▶ STATED PROBLEM
Retype all of the records below line for line, without any changes, and omit the pictures from your answer.

▶ Region annotation items
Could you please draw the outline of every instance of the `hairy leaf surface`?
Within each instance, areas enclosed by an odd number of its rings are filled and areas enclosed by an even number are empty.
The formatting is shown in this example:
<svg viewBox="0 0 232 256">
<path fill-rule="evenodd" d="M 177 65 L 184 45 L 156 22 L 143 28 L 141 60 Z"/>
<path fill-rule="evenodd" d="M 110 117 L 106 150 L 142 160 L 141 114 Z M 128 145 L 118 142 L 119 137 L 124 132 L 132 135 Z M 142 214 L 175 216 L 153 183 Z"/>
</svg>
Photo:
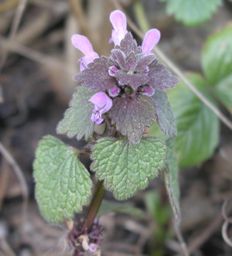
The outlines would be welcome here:
<svg viewBox="0 0 232 256">
<path fill-rule="evenodd" d="M 215 85 L 232 73 L 232 24 L 213 34 L 206 40 L 202 66 L 207 80 Z"/>
<path fill-rule="evenodd" d="M 33 167 L 36 197 L 47 221 L 72 218 L 88 203 L 92 182 L 74 148 L 46 136 L 39 142 Z"/>
<path fill-rule="evenodd" d="M 58 134 L 66 134 L 69 138 L 80 140 L 84 136 L 87 140 L 93 134 L 94 123 L 90 120 L 94 104 L 88 101 L 95 91 L 77 87 L 70 108 L 65 111 L 63 118 L 56 128 Z"/>
<path fill-rule="evenodd" d="M 115 98 L 109 115 L 122 135 L 138 143 L 145 127 L 155 120 L 155 104 L 151 97 L 143 95 L 131 99 Z"/>
<path fill-rule="evenodd" d="M 116 86 L 115 79 L 108 73 L 108 58 L 101 56 L 88 64 L 88 68 L 74 76 L 81 86 L 97 92 L 104 91 Z"/>
<path fill-rule="evenodd" d="M 199 75 L 193 73 L 188 78 L 204 94 L 206 85 Z M 170 90 L 169 96 L 177 126 L 176 152 L 179 166 L 202 162 L 212 155 L 218 145 L 218 118 L 184 83 Z"/>
<path fill-rule="evenodd" d="M 90 169 L 116 199 L 126 200 L 158 176 L 166 150 L 165 143 L 155 137 L 144 138 L 138 144 L 128 144 L 125 138 L 104 138 L 94 148 Z"/>
<path fill-rule="evenodd" d="M 215 96 L 232 114 L 232 75 L 222 80 L 215 87 Z"/>
</svg>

▶ RESULT OF THE EXERCISE
Could you please draw the outline of every instance of the `hairy leaf surface`?
Within each instance, areas enclosed by an odd number of its rings are filled and areas enclosed by an even number are empty.
The formatting is shown in this example:
<svg viewBox="0 0 232 256">
<path fill-rule="evenodd" d="M 177 65 L 184 45 L 156 22 L 143 28 L 141 60 Z"/>
<path fill-rule="evenodd" d="M 110 117 L 106 150 L 142 160 L 141 114 Z M 128 145 L 118 142 L 119 137 L 124 132 L 132 135 Z M 142 214 L 175 216 L 153 183 Z"/>
</svg>
Photo:
The outlines would be welcome here:
<svg viewBox="0 0 232 256">
<path fill-rule="evenodd" d="M 215 85 L 232 73 L 232 24 L 213 34 L 206 40 L 202 66 L 207 80 Z"/>
<path fill-rule="evenodd" d="M 33 167 L 36 197 L 47 221 L 72 218 L 88 203 L 92 182 L 74 148 L 46 136 L 39 142 Z"/>
<path fill-rule="evenodd" d="M 58 134 L 66 134 L 69 138 L 80 140 L 84 136 L 87 140 L 93 134 L 94 123 L 90 120 L 94 104 L 88 101 L 95 91 L 77 87 L 70 108 L 65 111 L 63 118 L 56 128 Z"/>
<path fill-rule="evenodd" d="M 115 98 L 109 115 L 122 135 L 138 143 L 145 127 L 155 120 L 155 104 L 151 97 L 143 95 L 131 99 Z"/>
<path fill-rule="evenodd" d="M 116 86 L 115 79 L 108 73 L 108 58 L 101 56 L 88 64 L 88 68 L 74 76 L 81 86 L 97 92 L 104 91 Z"/>
<path fill-rule="evenodd" d="M 199 75 L 193 73 L 188 78 L 204 94 L 206 85 Z M 170 90 L 169 96 L 177 126 L 176 152 L 179 166 L 202 162 L 212 155 L 218 145 L 218 118 L 184 83 Z"/>
<path fill-rule="evenodd" d="M 90 169 L 116 199 L 126 200 L 158 176 L 166 150 L 165 143 L 155 137 L 144 138 L 138 144 L 128 144 L 125 138 L 104 138 L 94 148 Z"/>
<path fill-rule="evenodd" d="M 215 96 L 232 114 L 232 75 L 222 80 L 215 87 Z"/>
</svg>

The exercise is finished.